━━ Material for the task ━━
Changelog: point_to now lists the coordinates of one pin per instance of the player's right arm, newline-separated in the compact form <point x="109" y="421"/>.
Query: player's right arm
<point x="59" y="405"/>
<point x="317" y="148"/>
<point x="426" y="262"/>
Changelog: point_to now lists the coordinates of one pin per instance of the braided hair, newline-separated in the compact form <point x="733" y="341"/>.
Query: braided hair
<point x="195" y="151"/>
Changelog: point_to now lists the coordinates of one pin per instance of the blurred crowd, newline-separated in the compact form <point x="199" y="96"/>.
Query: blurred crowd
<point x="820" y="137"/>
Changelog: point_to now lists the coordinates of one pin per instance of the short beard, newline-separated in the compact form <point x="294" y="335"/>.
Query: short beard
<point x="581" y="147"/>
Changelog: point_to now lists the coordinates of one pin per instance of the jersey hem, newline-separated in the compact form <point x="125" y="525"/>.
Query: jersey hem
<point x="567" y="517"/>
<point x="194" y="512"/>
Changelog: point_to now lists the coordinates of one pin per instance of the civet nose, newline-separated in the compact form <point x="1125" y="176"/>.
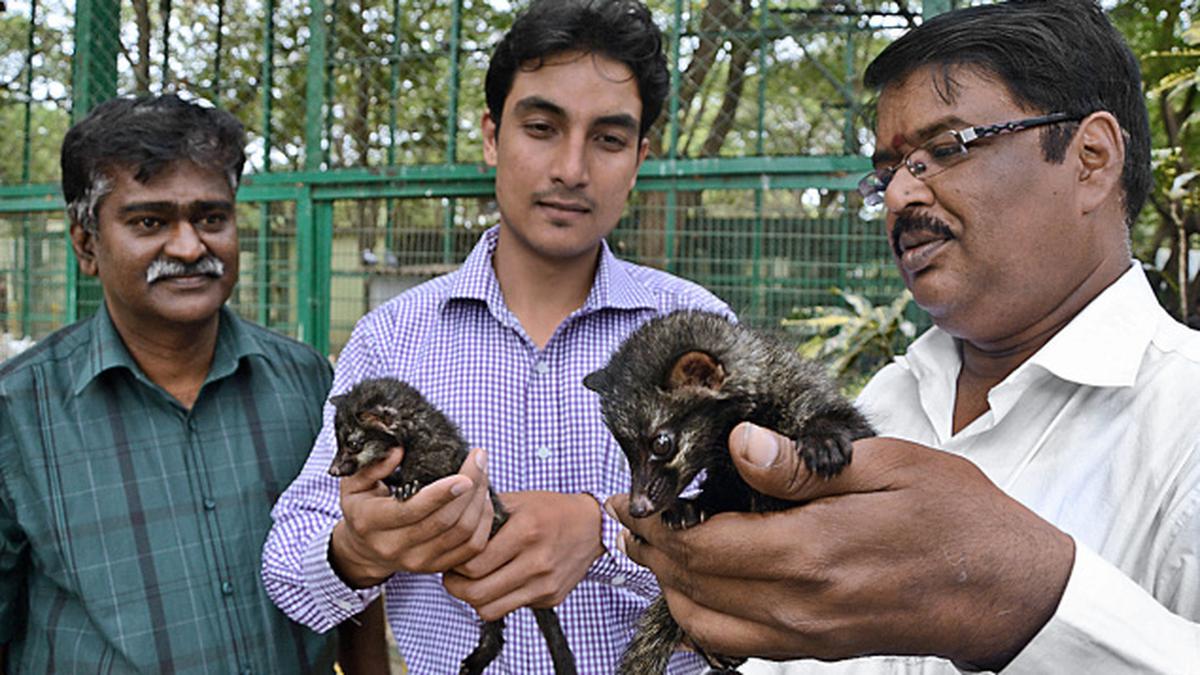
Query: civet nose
<point x="640" y="506"/>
━━━
Required task — Print all the entries above verbatim, leaving out the picture.

Task output —
Changelog: point_to now lists the coordinates of one pin per instance of the player's right arm, newline-separated in the compact form <point x="109" y="421"/>.
Query: player's right arm
<point x="59" y="405"/>
<point x="317" y="148"/>
<point x="426" y="262"/>
Changelog: point_to now lists the coordinates of one pin per instance of the braided hair, newline-separated in the compact form <point x="733" y="341"/>.
Query: braided hair
<point x="195" y="151"/>
Changelog: point_to now lists the coordinates of one pin per instance of the blurred crowd, newline-separated in the compact form <point x="199" y="96"/>.
Query: blurred crowd
<point x="820" y="137"/>
Changelog: point_to now lists the coordinates of one pin per instance of the short beard, newline-separated in the compact form <point x="294" y="335"/>.
Query: short beard
<point x="581" y="147"/>
Changelog: point_to now lists the coordinates of one pin per instance of the jersey hem, newline-separated in the compact form <point x="125" y="525"/>.
Query: jersey hem
<point x="567" y="517"/>
<point x="194" y="512"/>
Changelog: point_to now lists the coordinates of one pin per instance of the civet nose, newline-separated in the compact form <point x="1125" y="176"/>.
Query: civet nose
<point x="640" y="506"/>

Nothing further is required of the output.